Some populations of the spur-winged goose are toxic. Populations that have a diet that includes significant quantities of blister beetles are poisonous. The poison, cantharidin, is held within the tissue of the bird resulting in poisoning of those that eat the cooked goose. A dose of 10 mg of cantharidin can kill a human.

==Habitat==
This species often occurs in open grasslands with lakes, seasonal pools, rivers, swamps and river deltas. Large inland rivers and lakes are perhaps most commonly inhabited, with saline lakes and upland areas generally being avoided, although the species can occur to an elevation of 3000 m in eastern Africa. It is also absent from arid zones.

==Ecology==
The spur-winged goose is gregarious, generally meeting in small flocks that contain up to 50 birds. They occur around various African rivers, lakes and swamps. Varied sites may be used for post-breeding moulting, in which case large numbers of the geese may congregate. This common species feeds by grazing, but spends the middle part of the day resting by water. Its diet consists predominantly of plant matter such as the vegetative parts and seeds of grasses, sedges and aquatic plants, agricultural grains, fruit (e.g. figs) and tuberous crops, although it may occasionally supplement its diet with small fish or insects. Dispersal may occur in pursuit of feeding opportunities outside of the breeding season.

The breeding season for spur-winged geese is variable across the range. In the north, breeding generally occurs from August to December, in eastern Africa from January to June and in southern Africa from August to May. This species is highly aggressive to other waterfowl (including conspecifics) during the breeding season. At this time of the year, the geese may violently put the spur on the bend of the wings to use in conflicts with other birds. Adult male geese are especially prone to attacking other adult males. The large nest is usually concealed in vegetation near water, but tree holes, cavities in rocks, old hamerkop, African fish eagle or social weaver nests and even the top of a termite mound and an aardvark burrow have been used as nests. When choosing a tree-nest site, they will generally select a nest located close to the ground at between 20 and 100 cm high in trees 3 to 4 m high. Generally, they prefer quiet, undisturbed stretches of riverbank and wetlands for nest sites.

**DATA SHOWN**:
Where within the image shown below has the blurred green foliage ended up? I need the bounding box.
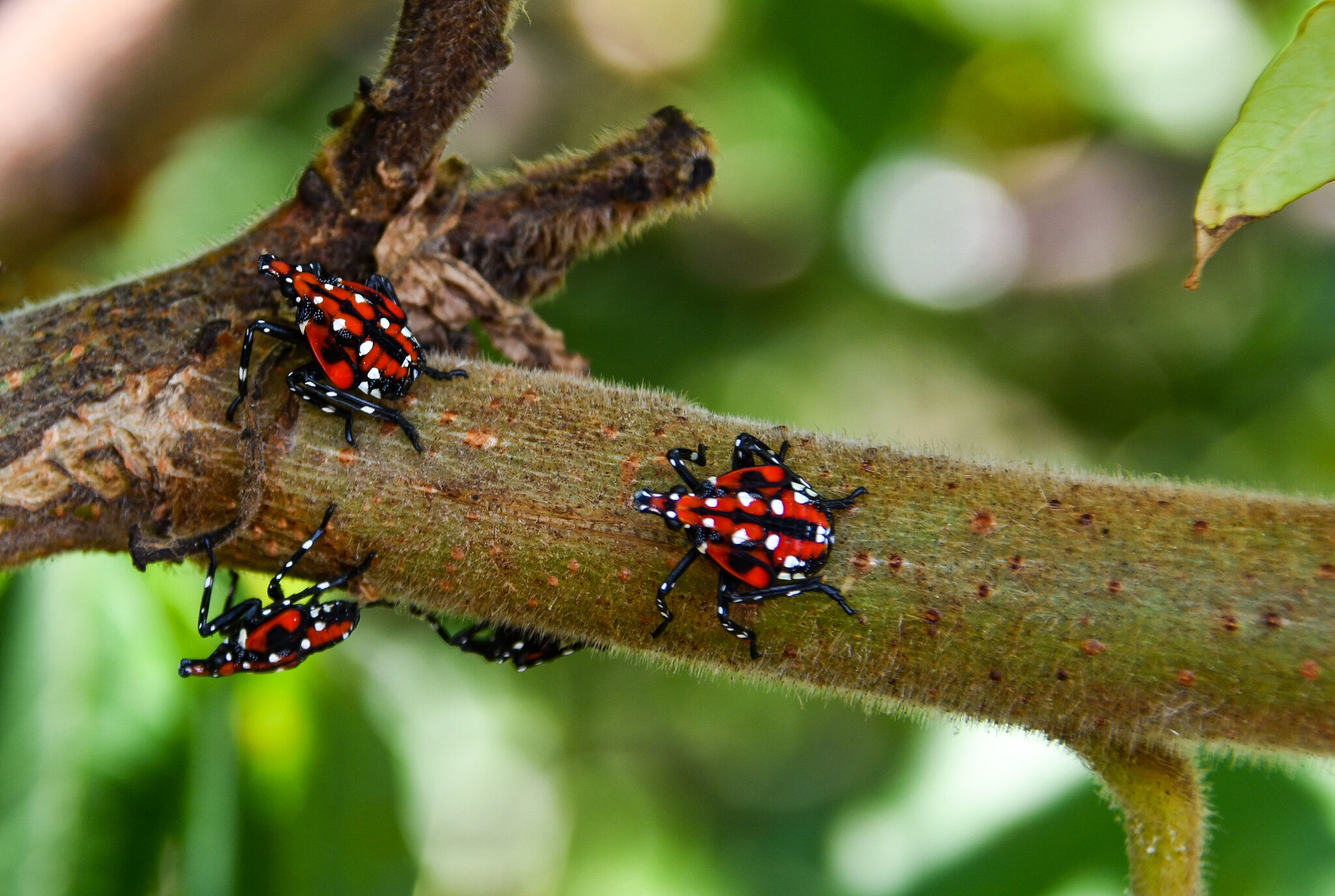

**WHAT NEEDS TO BE DONE**: Could you transcribe the full text on the spur-winged goose word for word? This material was drawn from a different source than the text.

**WRITTEN ANSWER**:
Some populations of the spur-winged goose are toxic. Populations that have a diet that includes significant quantities of blister beetles are poisonous. The poison, cantharidin, is held within the tissue of the bird resulting in poisoning of those that eat the cooked goose. A dose of 10 mg of cantharidin can kill a human.

==Habitat==
This species often occurs in open grasslands with lakes, seasonal pools, rivers, swamps and river deltas. Large inland rivers and lakes are perhaps most commonly inhabited, with saline lakes and upland areas generally being avoided, although the species can occur to an elevation of 3000 m in eastern Africa. It is also absent from arid zones.

==Ecology==
The spur-winged goose is gregarious, generally meeting in small flocks that contain up to 50 birds. They occur around various African rivers, lakes and swamps. Varied sites may be used for post-breeding moulting, in which case large numbers of the geese may congregate. This common species feeds by grazing, but spends the middle part of the day resting by water. Its diet consists predominantly of plant matter such as the vegetative parts and seeds of grasses, sedges and aquatic plants, agricultural grains, fruit (e.g. figs) and tuberous crops, although it may occasionally supplement its diet with small fish or insects. Dispersal may occur in pursuit of feeding opportunities outside of the breeding season.

The breeding season for spur-winged geese is variable across the range. In the north, breeding generally occurs from August to December, in eastern Africa from January to June and in southern Africa from August to May. This species is highly aggressive to other waterfowl (including conspecifics) during the breeding season. At this time of the year, the geese may violently put the spur on the bend of the wings to use in conflicts with other birds. Adult male geese are especially prone to attacking other adult males. The large nest is usually concealed in vegetation near water, but tree holes, cavities in rocks, old hamerkop, African fish eagle or social weaver nests and even the top of a termite mound and an aardvark burrow have been used as nests. When choosing a tree-nest site, they will generally select a nest located close to the ground at between 20 and 100 cm high in trees 3 to 4 m high. Generally, they prefer quiet, undisturbed stretches of riverbank and wetlands for nest sites.